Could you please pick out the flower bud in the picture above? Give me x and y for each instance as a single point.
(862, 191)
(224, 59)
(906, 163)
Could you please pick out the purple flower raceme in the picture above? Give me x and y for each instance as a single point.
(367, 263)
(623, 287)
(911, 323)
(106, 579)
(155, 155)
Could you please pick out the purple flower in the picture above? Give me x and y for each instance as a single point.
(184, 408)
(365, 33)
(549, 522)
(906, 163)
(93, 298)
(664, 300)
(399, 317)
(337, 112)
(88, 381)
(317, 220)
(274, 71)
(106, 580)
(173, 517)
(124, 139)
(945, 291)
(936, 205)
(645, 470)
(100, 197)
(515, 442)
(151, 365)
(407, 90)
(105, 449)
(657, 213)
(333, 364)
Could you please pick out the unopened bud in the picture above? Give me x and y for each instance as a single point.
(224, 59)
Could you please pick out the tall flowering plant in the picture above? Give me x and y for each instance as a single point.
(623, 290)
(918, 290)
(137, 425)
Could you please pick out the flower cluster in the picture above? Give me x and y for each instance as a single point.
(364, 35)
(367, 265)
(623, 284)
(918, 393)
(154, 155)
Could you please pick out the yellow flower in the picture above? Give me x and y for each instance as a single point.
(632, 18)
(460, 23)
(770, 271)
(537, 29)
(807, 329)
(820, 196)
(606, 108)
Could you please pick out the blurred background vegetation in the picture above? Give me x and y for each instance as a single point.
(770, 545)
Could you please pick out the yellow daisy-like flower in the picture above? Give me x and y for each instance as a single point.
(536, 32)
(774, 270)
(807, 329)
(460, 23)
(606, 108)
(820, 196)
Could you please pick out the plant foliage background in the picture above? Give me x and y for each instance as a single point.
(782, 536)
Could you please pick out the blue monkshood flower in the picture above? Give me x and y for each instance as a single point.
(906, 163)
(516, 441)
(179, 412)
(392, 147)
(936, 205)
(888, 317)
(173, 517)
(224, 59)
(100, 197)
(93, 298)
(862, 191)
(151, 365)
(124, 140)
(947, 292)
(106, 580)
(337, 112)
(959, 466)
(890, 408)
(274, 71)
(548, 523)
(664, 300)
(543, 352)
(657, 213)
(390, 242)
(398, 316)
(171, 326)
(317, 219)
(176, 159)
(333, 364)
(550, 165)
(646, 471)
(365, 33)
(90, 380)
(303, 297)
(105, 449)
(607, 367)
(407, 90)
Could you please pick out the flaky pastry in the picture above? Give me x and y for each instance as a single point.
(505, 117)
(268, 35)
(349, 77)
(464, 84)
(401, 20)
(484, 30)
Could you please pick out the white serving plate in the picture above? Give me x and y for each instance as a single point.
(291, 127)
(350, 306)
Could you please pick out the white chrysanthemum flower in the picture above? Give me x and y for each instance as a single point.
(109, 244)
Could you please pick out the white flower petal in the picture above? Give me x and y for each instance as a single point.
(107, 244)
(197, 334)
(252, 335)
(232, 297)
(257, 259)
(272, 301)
■ ■ ■ ■ ■ ■ ■
▸ **Requirement**:
The listing above is to be copied exactly, in full.

▸ **Solution to the exercise**:
Could you please pick out the flower bud in the picture above? Give me x and y for each instance as a single point.
(862, 191)
(224, 59)
(906, 163)
Could you please pick out the purple flower raceme in the picture above? Give me x and y for each instance as a single point.
(367, 263)
(623, 287)
(911, 323)
(106, 579)
(155, 155)
Could you please pick out the purple flower in the picture above? Give me x and y for each instance as a single point.
(184, 408)
(365, 33)
(549, 522)
(906, 163)
(93, 298)
(664, 300)
(399, 317)
(337, 112)
(88, 381)
(317, 220)
(274, 71)
(106, 580)
(173, 517)
(124, 139)
(945, 291)
(936, 205)
(645, 470)
(100, 197)
(515, 442)
(151, 365)
(407, 90)
(105, 449)
(657, 213)
(333, 364)
Could you please pick out the unopened bud in the picture above? Give me x and y for each instance as a single point.
(224, 59)
Could you please pick out the tall flowering plant in the picture above? Give me x and y for each instance as a single point.
(623, 290)
(918, 290)
(137, 425)
Could you please pick out the flower cluster in the picture above? Give me x and y for each instance as a single point.
(364, 35)
(367, 265)
(623, 284)
(918, 393)
(154, 155)
Could you please pick out the yellow flower in the picture above? Give me x and y for each instance as a single point.
(632, 18)
(460, 23)
(770, 271)
(537, 29)
(807, 329)
(820, 196)
(606, 108)
Could you please pick out the blurred background vegetation in the picture above? Give me x and y for each instance as a single point.
(770, 545)
Could you please pick out the yellow daisy-like flower in the picture above? Give me x and y for each instance as a single point.
(536, 32)
(774, 270)
(807, 329)
(460, 23)
(606, 108)
(820, 196)
Could you please pick out the plant foliage background in the picture above? Give me x and y for each instance as a single point.
(782, 536)
Could you please pick out the blue monkshood flower in the picture above? Give me x and y for each instance as a single point.
(906, 163)
(516, 441)
(179, 412)
(392, 147)
(936, 205)
(888, 317)
(173, 517)
(224, 59)
(100, 197)
(93, 298)
(862, 191)
(151, 365)
(124, 140)
(947, 292)
(106, 580)
(337, 112)
(959, 466)
(890, 408)
(274, 71)
(548, 523)
(664, 300)
(543, 352)
(657, 213)
(390, 242)
(398, 316)
(171, 326)
(317, 219)
(176, 159)
(333, 364)
(550, 165)
(646, 471)
(365, 33)
(90, 380)
(303, 297)
(105, 449)
(607, 367)
(407, 90)
Could you please pick out the flaky pastry in the picture above? Give me x and y for each instance as a single point.
(505, 117)
(268, 35)
(349, 77)
(464, 84)
(401, 20)
(484, 30)
Could you please pick out the white serving plate in the picture above? Give me x and y for each instance as a single point.
(291, 127)
(350, 306)
Could you please pick out the white chrysanthemum flower in the picture above? Give me x and y for each instance as a single point.
(109, 244)
Could you please pick out the white flower petal in the picture above? Give me x and y for each instance as a single point.
(107, 244)
(197, 334)
(252, 335)
(232, 297)
(257, 259)
(272, 301)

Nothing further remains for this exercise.